=== Provided passage ===

But the last step (f) does mitigate a lot of the risks I see here, which I’m going to discuss in my next post.

Tuesday, April 18, 2017

Libbitcoin: bx ec-new

Today, I’d like to present the bx ec-new command which generates a private key from entropy. For the uninitiated, entropy means just some random noise and a private key means that it allows you to spend your Bitcoins (by allowing you to sign corresponding transactions). And the ec prefix stands for Elliptic Curves, which is an efficient way of implementing public key cryptography.

In public key cryptography you have a private and a public key pair, where the former is used to encrypt messages, and the latter is used to decrypt them. The key pair can also be used to sign and verify messages (or in our case, transactions).

Now, let’s check what the integrated help systems of libbitcoin’s explorer tells us:

hsk81 ~ $ bx help ec-new

Usage: bx ec-new [-h] [--config value] [SEED]                            

Info: Create a new Base16 EC private key from entropy.                   

Options (named):

-c [--config]        The path to the configuration settings file.

=== Excerpted data ===

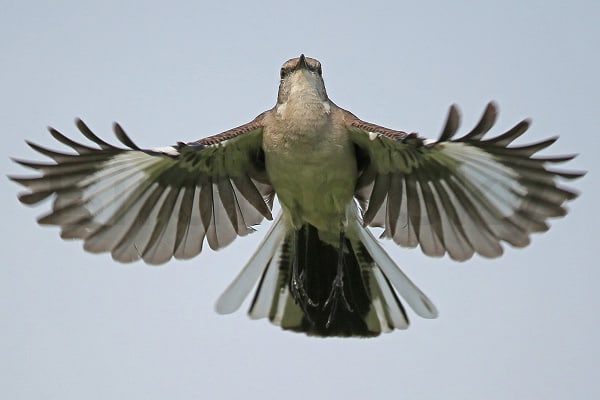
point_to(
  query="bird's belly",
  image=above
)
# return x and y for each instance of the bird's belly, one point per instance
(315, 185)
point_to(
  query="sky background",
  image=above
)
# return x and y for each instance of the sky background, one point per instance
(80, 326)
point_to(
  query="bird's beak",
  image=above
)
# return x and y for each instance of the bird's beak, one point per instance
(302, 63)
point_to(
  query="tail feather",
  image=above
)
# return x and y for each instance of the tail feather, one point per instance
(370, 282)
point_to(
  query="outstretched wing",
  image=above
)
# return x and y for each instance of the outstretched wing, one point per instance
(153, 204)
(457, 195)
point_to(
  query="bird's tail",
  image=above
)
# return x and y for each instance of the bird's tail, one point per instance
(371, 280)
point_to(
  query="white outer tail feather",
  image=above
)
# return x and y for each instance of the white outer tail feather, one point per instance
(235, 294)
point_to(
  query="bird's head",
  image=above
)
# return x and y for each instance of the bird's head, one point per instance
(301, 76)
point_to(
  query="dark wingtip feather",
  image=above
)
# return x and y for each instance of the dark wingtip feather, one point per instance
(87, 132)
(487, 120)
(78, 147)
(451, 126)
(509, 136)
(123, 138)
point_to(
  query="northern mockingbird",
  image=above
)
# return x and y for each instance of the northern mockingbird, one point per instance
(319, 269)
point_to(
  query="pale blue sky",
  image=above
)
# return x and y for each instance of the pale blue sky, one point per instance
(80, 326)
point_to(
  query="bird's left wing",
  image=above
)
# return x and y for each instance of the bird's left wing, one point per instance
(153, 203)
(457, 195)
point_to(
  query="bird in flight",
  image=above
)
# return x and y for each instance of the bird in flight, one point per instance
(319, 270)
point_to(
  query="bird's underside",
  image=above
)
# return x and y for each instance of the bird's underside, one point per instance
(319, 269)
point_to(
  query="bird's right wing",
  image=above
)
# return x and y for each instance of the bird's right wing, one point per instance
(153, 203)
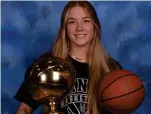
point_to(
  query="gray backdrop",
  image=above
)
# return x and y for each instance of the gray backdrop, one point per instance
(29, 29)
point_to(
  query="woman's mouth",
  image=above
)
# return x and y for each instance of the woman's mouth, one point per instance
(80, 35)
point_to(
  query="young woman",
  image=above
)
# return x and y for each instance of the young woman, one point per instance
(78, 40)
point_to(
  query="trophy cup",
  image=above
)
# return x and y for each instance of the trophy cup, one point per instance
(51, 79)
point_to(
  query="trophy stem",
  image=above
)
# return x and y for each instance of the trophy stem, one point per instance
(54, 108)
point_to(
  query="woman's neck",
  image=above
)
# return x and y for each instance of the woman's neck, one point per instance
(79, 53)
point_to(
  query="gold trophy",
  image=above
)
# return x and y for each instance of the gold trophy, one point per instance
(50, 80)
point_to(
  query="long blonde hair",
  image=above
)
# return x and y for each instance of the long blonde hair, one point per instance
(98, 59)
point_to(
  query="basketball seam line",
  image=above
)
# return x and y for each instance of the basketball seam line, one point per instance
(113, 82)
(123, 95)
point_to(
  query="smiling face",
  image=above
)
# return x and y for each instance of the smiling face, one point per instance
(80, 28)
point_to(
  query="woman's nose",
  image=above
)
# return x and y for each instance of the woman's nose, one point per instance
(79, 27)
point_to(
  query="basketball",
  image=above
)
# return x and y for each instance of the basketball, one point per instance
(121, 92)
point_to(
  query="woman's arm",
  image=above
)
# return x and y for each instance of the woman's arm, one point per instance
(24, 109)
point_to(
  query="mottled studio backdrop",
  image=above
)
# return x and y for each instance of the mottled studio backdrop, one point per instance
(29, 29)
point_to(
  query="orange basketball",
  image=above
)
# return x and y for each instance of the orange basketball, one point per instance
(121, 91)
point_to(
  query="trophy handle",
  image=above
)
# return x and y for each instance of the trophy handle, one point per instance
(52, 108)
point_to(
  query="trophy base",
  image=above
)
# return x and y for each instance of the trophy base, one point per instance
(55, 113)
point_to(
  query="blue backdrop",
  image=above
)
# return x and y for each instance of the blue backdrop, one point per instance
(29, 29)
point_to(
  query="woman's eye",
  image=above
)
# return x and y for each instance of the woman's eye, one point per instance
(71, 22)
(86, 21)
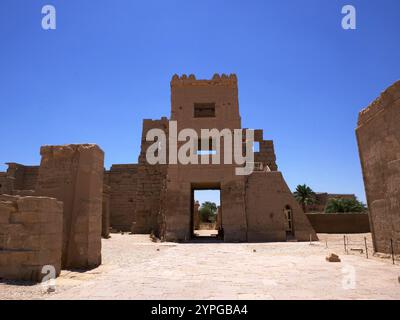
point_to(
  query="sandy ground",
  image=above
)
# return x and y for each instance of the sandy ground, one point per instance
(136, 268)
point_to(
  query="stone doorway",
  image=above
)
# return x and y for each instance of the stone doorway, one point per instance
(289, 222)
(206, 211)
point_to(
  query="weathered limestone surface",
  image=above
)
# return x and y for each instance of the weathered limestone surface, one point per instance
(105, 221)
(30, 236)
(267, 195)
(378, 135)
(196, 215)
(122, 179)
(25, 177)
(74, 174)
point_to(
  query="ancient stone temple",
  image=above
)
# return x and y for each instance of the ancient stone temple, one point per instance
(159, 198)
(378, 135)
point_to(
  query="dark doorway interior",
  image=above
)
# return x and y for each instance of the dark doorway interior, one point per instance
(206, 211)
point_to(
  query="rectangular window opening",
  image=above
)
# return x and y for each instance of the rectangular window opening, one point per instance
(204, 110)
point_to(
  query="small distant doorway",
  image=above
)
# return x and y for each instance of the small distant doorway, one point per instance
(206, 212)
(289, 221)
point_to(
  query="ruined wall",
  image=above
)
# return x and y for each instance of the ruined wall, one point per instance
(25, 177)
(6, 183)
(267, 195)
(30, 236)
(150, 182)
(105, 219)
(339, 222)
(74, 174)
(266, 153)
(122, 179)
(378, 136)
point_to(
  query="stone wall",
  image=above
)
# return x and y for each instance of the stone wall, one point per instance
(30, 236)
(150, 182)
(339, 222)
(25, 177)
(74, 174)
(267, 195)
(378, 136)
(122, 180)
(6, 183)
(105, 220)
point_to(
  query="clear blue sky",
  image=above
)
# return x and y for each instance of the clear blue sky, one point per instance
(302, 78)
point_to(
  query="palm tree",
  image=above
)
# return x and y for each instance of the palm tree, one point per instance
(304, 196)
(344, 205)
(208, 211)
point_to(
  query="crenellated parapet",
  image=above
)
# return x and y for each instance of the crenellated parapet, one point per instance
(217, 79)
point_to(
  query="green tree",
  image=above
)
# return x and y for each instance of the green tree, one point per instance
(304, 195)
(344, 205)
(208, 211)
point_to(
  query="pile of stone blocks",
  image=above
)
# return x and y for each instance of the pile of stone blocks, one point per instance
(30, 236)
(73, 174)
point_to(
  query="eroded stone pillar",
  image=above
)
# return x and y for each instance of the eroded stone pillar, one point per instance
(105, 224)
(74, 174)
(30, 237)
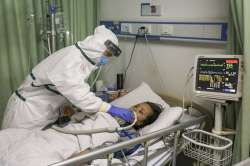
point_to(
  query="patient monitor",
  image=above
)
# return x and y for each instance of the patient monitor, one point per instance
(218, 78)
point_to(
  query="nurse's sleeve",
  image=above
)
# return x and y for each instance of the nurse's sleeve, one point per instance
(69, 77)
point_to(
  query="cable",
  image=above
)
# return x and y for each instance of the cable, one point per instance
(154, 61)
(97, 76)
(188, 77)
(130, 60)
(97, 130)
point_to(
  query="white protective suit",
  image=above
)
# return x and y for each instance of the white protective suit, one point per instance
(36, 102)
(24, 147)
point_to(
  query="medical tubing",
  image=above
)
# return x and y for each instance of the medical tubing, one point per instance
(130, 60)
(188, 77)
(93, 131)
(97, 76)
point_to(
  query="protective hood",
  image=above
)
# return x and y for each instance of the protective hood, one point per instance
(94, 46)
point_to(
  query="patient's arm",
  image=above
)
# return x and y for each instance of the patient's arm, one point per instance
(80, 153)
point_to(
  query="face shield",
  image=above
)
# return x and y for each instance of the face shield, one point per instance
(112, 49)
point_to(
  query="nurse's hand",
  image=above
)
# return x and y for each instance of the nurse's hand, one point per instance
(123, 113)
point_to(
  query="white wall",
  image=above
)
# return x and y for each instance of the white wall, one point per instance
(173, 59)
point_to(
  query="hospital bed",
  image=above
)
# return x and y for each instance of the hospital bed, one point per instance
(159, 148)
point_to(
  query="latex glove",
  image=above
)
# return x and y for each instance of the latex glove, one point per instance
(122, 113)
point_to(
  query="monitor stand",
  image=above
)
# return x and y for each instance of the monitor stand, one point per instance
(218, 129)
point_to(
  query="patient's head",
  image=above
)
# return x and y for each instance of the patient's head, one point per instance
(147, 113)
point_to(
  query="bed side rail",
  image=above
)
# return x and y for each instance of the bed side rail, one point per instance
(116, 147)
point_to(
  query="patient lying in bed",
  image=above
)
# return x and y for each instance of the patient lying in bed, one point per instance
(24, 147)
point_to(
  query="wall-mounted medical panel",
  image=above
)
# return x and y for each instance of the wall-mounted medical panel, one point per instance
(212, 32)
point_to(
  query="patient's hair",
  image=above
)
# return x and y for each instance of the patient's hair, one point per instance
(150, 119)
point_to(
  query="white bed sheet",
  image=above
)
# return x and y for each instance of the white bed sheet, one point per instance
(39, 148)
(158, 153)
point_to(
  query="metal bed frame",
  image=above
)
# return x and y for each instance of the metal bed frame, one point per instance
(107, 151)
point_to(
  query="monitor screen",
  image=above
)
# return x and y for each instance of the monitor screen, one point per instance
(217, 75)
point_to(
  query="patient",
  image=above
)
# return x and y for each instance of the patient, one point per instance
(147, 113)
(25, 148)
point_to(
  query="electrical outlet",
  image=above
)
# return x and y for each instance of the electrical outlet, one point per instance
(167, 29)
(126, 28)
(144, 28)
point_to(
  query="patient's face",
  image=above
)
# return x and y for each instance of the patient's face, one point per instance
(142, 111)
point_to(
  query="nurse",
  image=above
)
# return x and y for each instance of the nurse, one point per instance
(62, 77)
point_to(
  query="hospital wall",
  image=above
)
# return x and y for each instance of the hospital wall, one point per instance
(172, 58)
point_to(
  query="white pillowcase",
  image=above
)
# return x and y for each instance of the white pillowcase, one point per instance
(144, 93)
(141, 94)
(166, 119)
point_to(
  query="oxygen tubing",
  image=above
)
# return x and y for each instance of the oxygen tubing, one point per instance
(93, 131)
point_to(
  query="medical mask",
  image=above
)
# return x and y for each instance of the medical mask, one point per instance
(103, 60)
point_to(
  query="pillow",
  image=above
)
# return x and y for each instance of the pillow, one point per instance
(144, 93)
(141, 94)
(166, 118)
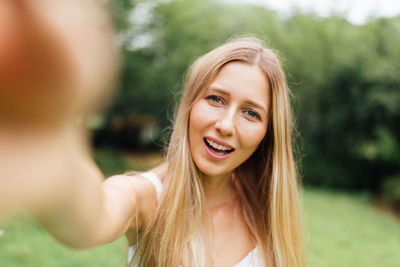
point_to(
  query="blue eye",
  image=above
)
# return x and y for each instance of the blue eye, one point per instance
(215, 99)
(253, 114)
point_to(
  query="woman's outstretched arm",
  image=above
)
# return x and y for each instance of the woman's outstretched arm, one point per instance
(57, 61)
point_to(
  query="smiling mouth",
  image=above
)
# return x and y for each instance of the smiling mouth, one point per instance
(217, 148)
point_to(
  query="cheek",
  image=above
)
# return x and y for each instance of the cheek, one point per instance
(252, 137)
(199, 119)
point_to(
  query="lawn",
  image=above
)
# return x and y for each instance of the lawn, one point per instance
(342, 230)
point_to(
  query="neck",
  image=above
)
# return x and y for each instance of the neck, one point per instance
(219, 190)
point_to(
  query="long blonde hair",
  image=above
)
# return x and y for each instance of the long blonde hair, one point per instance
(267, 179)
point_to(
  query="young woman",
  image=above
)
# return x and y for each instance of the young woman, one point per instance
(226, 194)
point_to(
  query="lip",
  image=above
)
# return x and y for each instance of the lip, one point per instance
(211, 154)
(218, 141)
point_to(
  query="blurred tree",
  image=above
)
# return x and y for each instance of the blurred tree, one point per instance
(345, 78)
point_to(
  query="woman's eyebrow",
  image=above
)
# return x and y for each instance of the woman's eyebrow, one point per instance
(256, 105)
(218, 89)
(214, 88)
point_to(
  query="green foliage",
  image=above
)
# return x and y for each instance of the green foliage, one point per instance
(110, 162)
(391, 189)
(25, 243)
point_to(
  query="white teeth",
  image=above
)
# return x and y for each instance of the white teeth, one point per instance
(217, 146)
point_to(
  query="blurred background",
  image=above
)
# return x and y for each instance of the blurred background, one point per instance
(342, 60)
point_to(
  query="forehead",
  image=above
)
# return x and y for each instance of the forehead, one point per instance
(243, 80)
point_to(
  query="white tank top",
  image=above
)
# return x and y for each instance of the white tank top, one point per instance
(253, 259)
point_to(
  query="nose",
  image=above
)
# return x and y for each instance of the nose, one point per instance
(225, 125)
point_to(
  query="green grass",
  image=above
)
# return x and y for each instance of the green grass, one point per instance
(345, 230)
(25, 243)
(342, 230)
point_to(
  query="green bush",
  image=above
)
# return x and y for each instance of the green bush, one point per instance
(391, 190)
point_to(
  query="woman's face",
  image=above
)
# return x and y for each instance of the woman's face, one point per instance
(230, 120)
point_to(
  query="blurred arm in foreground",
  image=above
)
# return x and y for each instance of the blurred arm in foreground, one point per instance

===

◆ **Work instructions**
(1) In the post about the bx ec-new command, what does the ec prefix stand for?
(2) Pick up the post on libbitcoin's bx ec-new command right after its last line and keep writing.

◆ **Per-task outputs**
(1) Elliptic Curves

(2)
-h [--help]          Get a description and instructions for this command.

Arguments (positional):

SEED                 The Base16 entropy for the new key. Must be at least
                     128 bits in length. If not specified the seed is    
                     read from STDIN.                   

Alright, so we apparently need some SEED which we need to feed to the ec-new monster so we get our private key (using a hexadecimal encoding). The seed can be generated for example with bx seed and piped through to ec-new:

hsk81 ~ $ bx seed | bx ec-new

Or if you want to avoid bx seed and read directly from a random source like urandom (available on Linux systems) you could also just do this:

hsk81 ~ $ head -c 1024 /dev/urandom | tr -dc '0-9a-f' | fold -w 48 | head -n 1 | bx ec-new

Yes, it’s more tedious, but there is no dependency on the system clock like in the case of bx seed. But when you would ask me, which one is more secure, answering that would be beyond me to judge, since bx seed does some fancy twisting to the system clock, which is then fed to a uniform pseudo-random generator. However, urandom is also not be underestimated either, since it collects according to its manual page entropy from various parts of the operating system, to deliver useful randomness. I guess querying both a few billion times and running fancy statistical tests to measure their entropy would be a nice exercise for the interested reader.

But let’s focus on ec-new: As mentioned, it’s based on Elliptic Curves and uses according to the source code a new_key(seed) invocation to derive a secret from the given seed:

console_result ec_new::invoke(std::ostream& output, std::ostream& error)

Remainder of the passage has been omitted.